Without including any pictures, copy every line below exactly.

*** Opening Data provided ***

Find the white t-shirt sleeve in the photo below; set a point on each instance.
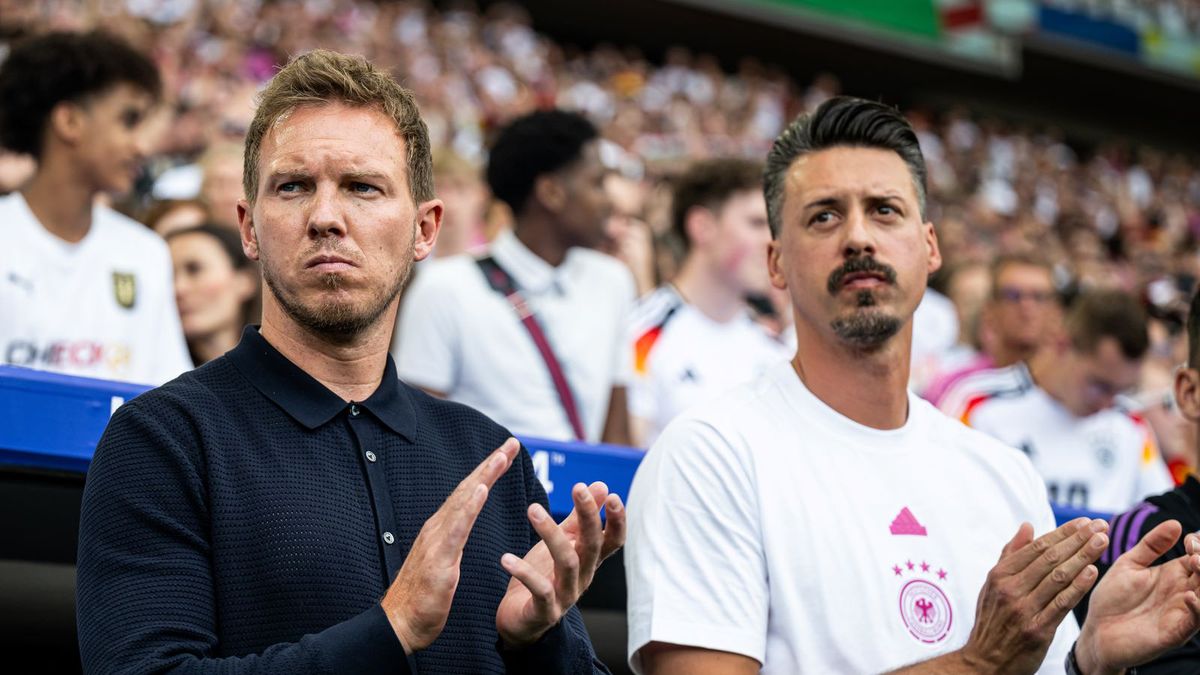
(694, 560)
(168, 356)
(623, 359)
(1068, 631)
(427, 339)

*** Closing Data provided ***

● Expected answer:
Find the white t-shirt sleeve in the photo below; set a point on each instance.
(694, 560)
(168, 356)
(623, 359)
(1068, 631)
(427, 339)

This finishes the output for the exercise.